• _Data to process_

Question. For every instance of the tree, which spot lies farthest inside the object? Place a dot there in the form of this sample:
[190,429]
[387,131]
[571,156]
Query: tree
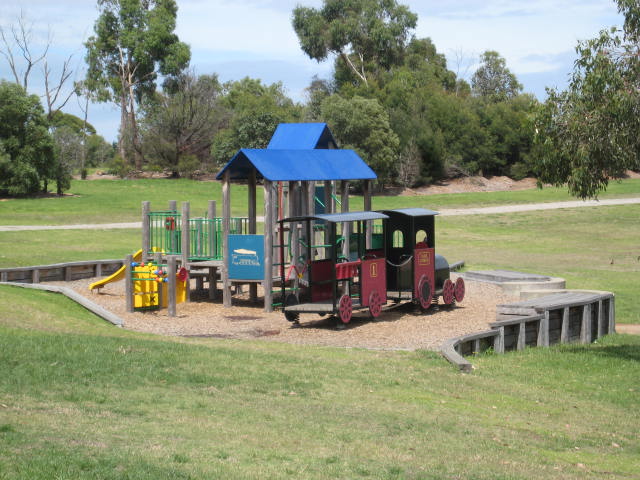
[134,42]
[17,51]
[255,112]
[183,121]
[27,159]
[493,80]
[363,125]
[366,35]
[587,134]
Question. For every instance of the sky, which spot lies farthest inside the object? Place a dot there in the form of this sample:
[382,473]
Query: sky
[238,38]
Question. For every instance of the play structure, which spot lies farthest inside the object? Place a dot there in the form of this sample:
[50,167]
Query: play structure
[302,173]
[148,283]
[345,272]
[305,240]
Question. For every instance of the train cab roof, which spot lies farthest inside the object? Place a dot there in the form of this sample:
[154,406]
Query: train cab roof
[411,212]
[339,217]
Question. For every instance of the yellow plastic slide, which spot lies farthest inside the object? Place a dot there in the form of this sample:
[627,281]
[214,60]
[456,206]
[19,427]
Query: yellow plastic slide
[117,276]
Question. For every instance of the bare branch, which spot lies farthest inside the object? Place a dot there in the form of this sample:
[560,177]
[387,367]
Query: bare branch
[350,64]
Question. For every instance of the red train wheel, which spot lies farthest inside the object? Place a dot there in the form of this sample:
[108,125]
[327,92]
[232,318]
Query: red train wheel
[425,292]
[459,289]
[290,300]
[375,304]
[345,308]
[448,292]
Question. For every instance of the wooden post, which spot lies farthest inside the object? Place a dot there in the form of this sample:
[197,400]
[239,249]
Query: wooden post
[226,219]
[564,329]
[367,207]
[311,198]
[543,330]
[146,231]
[268,246]
[128,283]
[253,288]
[212,282]
[612,315]
[601,316]
[346,232]
[293,230]
[172,244]
[585,334]
[171,267]
[211,215]
[498,341]
[186,242]
[328,205]
[522,332]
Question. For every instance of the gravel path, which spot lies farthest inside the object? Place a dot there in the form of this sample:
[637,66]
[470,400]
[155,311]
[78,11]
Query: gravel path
[529,207]
[401,328]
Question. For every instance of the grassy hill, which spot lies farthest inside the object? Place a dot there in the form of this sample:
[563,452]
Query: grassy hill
[80,399]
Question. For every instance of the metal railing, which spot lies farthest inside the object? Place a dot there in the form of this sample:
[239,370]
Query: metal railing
[205,234]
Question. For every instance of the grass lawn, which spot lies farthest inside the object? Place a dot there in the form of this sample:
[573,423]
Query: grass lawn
[80,399]
[109,201]
[592,248]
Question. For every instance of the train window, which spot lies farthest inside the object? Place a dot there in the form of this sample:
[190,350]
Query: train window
[398,239]
[421,236]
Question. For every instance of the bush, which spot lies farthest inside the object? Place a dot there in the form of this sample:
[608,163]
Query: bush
[519,170]
[117,166]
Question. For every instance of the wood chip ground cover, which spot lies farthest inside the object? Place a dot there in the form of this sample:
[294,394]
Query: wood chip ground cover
[403,327]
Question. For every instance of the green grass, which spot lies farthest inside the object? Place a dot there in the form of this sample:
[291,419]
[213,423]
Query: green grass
[596,249]
[79,399]
[19,249]
[108,201]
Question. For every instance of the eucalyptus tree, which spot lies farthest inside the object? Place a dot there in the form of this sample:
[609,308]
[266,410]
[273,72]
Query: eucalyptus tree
[367,36]
[588,133]
[493,80]
[27,160]
[133,44]
[180,123]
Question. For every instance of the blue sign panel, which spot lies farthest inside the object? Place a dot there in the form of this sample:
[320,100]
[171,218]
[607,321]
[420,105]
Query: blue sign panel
[246,257]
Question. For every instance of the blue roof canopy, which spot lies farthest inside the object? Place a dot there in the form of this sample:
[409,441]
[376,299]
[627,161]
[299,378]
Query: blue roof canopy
[298,165]
[302,136]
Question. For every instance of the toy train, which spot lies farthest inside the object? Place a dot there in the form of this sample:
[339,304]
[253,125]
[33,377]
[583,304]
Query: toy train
[341,270]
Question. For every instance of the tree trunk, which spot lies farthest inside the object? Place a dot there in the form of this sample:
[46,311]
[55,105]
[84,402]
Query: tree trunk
[123,128]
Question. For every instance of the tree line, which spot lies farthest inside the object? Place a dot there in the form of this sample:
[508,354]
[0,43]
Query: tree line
[391,97]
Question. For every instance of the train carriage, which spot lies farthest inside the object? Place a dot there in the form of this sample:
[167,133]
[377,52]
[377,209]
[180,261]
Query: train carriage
[337,273]
[340,271]
[414,271]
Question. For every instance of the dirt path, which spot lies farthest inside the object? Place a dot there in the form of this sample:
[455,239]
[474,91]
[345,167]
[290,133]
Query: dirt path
[529,207]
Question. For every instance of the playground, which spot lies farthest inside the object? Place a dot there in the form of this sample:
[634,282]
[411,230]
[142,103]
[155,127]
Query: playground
[402,328]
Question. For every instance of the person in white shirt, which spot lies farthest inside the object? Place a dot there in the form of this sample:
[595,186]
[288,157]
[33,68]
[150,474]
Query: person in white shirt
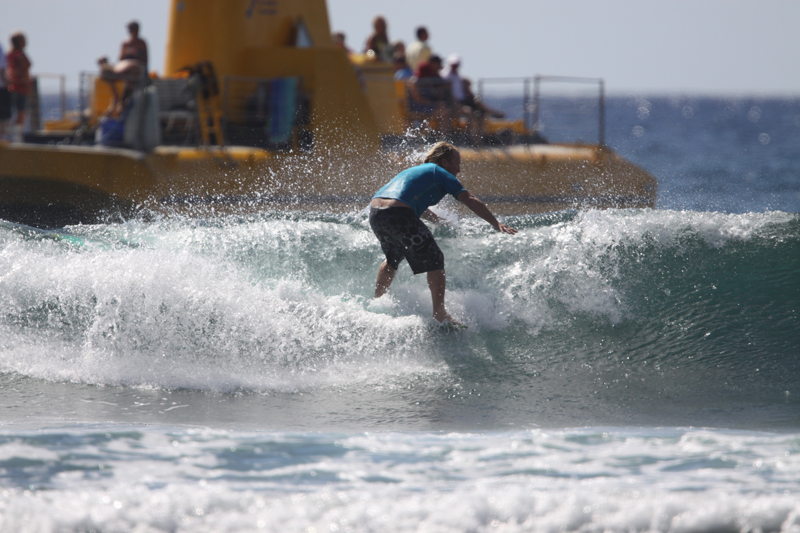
[418,51]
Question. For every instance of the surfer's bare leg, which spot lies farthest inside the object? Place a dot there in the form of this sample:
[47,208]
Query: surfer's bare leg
[385,277]
[437,282]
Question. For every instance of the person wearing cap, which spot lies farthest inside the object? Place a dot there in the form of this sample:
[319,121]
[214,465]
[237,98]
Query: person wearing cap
[418,51]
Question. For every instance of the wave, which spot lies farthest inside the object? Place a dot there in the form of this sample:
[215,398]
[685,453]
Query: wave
[283,302]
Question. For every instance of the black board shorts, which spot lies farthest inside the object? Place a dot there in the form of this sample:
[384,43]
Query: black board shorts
[404,236]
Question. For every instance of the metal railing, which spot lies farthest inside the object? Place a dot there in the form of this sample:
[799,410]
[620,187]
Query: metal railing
[529,89]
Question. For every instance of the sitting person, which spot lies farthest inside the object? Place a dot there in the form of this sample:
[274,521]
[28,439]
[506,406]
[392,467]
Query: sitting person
[378,46]
[401,69]
[135,48]
[466,103]
[131,66]
[126,70]
[429,93]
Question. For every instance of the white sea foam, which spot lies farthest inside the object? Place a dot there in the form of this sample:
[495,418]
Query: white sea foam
[548,481]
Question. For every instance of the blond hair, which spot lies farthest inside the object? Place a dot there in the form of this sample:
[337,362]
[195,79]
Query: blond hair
[441,151]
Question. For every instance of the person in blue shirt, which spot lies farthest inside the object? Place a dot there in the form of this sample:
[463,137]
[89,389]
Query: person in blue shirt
[395,213]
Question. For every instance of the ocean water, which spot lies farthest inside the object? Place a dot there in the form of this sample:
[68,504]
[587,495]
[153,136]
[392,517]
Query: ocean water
[623,370]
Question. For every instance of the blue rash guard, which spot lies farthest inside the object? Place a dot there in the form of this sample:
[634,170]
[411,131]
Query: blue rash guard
[421,187]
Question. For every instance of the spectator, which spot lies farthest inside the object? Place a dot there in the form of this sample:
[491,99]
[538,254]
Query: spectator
[378,42]
[135,48]
[401,69]
[418,51]
[19,82]
[429,93]
[132,65]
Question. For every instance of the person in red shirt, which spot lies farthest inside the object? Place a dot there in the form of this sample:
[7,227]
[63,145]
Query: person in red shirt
[19,81]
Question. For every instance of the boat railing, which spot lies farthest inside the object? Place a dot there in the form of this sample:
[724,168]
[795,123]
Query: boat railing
[561,109]
[263,112]
[45,96]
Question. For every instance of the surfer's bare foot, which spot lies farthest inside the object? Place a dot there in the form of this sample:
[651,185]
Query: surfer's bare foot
[445,318]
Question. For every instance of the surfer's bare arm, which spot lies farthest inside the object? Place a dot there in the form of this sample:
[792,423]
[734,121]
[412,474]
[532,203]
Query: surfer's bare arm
[479,208]
[432,217]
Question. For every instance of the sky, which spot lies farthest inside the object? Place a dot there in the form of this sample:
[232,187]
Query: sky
[726,47]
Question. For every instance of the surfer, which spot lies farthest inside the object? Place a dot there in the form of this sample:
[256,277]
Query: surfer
[395,213]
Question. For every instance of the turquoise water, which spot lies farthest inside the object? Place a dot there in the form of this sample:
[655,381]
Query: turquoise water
[623,370]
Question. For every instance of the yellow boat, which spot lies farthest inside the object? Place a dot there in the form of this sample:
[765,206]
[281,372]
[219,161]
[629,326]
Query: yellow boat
[256,111]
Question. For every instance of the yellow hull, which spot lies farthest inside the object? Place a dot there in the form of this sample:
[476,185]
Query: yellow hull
[344,109]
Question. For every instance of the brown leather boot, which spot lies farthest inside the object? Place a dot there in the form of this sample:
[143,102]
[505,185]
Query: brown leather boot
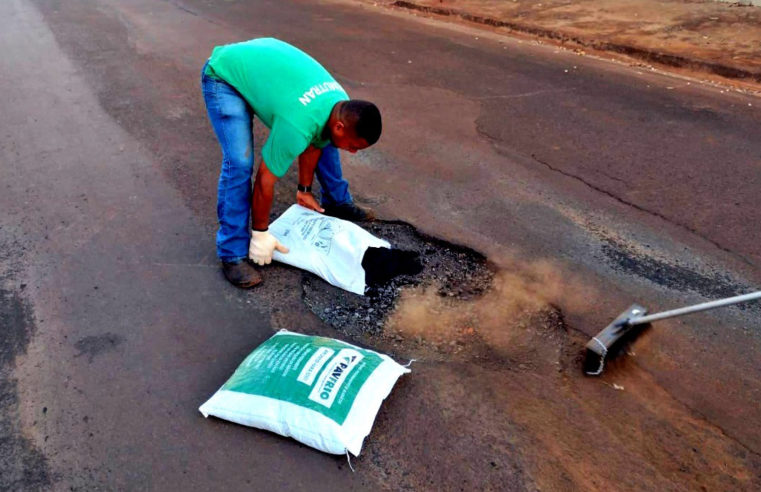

• _Task to carry out_
Report each line of the material above that contains the word "wearing", reproducing it in full.

• _Task response_
Question. For every instance of the person wearing cap, which spot lies farthest inside the object? Place a dot there in the form of this sample:
Query: person wearing cap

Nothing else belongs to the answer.